⟨

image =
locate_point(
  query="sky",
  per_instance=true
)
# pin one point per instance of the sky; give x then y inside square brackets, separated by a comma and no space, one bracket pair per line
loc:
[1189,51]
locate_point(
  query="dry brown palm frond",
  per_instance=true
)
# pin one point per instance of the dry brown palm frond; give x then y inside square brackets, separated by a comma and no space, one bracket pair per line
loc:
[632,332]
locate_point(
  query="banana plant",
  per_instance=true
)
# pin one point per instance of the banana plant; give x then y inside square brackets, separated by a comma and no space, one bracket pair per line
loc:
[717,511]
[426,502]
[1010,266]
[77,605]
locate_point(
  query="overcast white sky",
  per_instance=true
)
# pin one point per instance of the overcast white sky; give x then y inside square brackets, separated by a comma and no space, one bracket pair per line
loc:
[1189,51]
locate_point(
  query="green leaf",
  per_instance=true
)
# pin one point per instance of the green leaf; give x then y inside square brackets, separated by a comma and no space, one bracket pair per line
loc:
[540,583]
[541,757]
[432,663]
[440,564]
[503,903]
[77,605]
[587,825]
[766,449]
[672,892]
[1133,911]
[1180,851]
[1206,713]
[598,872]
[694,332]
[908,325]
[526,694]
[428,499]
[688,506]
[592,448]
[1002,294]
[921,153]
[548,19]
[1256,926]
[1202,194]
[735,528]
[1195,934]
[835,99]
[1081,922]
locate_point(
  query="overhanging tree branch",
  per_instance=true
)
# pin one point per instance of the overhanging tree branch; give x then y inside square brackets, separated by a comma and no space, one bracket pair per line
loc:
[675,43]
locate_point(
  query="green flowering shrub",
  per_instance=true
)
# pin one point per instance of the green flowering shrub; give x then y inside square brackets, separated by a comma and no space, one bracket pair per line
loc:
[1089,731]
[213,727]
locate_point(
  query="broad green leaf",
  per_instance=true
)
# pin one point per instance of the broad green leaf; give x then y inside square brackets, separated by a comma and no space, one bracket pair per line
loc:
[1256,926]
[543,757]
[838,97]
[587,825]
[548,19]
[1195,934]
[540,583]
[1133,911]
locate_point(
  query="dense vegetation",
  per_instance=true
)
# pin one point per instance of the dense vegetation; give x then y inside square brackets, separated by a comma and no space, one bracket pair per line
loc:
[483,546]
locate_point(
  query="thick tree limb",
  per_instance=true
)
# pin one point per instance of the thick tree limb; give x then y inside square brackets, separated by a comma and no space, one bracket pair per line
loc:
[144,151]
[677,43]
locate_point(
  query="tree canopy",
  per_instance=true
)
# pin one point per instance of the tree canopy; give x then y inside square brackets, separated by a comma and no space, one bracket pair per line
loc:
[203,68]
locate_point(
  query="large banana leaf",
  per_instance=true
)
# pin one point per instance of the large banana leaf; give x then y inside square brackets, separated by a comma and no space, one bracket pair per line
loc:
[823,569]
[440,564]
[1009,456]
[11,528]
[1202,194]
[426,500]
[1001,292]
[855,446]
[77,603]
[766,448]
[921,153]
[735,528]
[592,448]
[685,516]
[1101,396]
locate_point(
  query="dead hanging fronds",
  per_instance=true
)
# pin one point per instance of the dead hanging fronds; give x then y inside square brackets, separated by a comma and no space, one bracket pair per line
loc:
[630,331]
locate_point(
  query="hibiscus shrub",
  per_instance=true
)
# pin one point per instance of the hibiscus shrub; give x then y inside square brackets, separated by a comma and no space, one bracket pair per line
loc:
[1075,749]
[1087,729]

⟩

● EXERCISE BRIEF
Each entry in the listing is to be copied exactly.

● TASK RESULT
image =
locate_point(
  query="sky",
  per_instance=true
)
# pin one point per instance of the sky; give x then y inside square brackets, separated by a comma and no space, one bracket pair per line
loc:
[1189,51]
locate_point(
  query="dry brown palm frond",
  per_instance=true
)
# pin one point per instance of the dry brown palm frond; give x then y inside square brackets, separated by a comma and no space, one bracket pair per line
loc:
[632,332]
locate_point(
  query="banana plant",
  per_instance=true
)
# pin one point per instance of the banana plant; give x then y inside square brackets, separated by a comma and no space, one bracket pair per line
loc:
[717,511]
[426,502]
[1010,266]
[77,605]
locate_point(
  query="overcast white sky",
  per_instance=true
)
# pin one point per instance of the overcast white sky; give x then y inside square brackets, separated by a comma and no space, one bracket pair per line
loc:
[1189,51]
locate_point(
  query="green leaf",
  per_instance=true
)
# pin one point per instance of the green leaf; give x then y inside square brackets, separated by a comma and no space, one bracket pair per line
loc:
[540,583]
[541,757]
[432,663]
[440,564]
[503,903]
[77,605]
[587,825]
[766,449]
[672,892]
[1133,911]
[1180,851]
[1206,713]
[598,872]
[694,332]
[908,325]
[526,694]
[428,499]
[688,506]
[592,448]
[1002,294]
[921,153]
[548,19]
[1256,926]
[1202,194]
[735,528]
[1195,934]
[835,99]
[1081,922]
locate_point(
  query="overhanging tree branch",
  per_instance=true
)
# pin one point per instance of the overhanging tree branch; give x then y inside square brackets, separated by a comma and no space, one bracket pair per line
loc:
[675,43]
locate_point(
  query="green flowering shrub",
  per_instance=true
)
# pin one point per instance of the green flowering shrub; give x then y inside square brackets, separated by a comma and no space, one bracket pair per line
loc:
[1089,731]
[213,727]
locate_point(
  query="broad green leaf",
  per_instance=true
)
# pin one point per instance of the broad green leaf; give x then y inside square brackets, separated by a comma and no space, one bracket pair per line
loc:
[1256,926]
[543,757]
[838,97]
[587,825]
[548,19]
[1195,934]
[540,583]
[1133,911]
locate_point(
  query="dense vegetation",
  per_instance=true
)
# pin one point per instance of the dense vegetation; give x then y inside square brackets, separated by a comma and no space, one bracket pair per line
loc:
[483,546]
locate_point(
  query="thick tree limb",
  per_instance=true
)
# pin one point per instance of the thick tree limb; give x then y inside square brackets, separated by a comma and no space, one bracket pair per line
loc:
[144,151]
[677,43]
locate_point(
  query="tree canopy",
  per_instance=true
)
# pin one point per instance of the tree canopy; give x then y inside square brackets, separated by a comma and no space, one bracket pair per line
loc:
[203,68]
locate_point(
  query="large banana leaf",
  per_instance=true
)
# pin one point per instance of the large banana leaf; give x then y inside square brackets, separated by a comma and no space, one bracket pair per line
loc:
[823,569]
[440,564]
[1009,456]
[11,528]
[1202,194]
[426,500]
[1001,292]
[855,446]
[77,603]
[766,448]
[921,153]
[735,528]
[592,448]
[685,516]
[1101,396]
locate_point(
  query="dead hanging fronds",
  per_instance=true
)
# pin one point per instance of the dead hanging fronds; give x then y inside square brackets, separated by a comma and no space, one bracket pair per line
loc:
[630,331]
locate_point(
  query="hibiscus shrub",
  per_instance=true
)
# pin one point per instance of the hibiscus shrub; give x then y inside square brackets, separated by a comma and no space, one bracket pair per line
loc:
[1075,749]
[1087,729]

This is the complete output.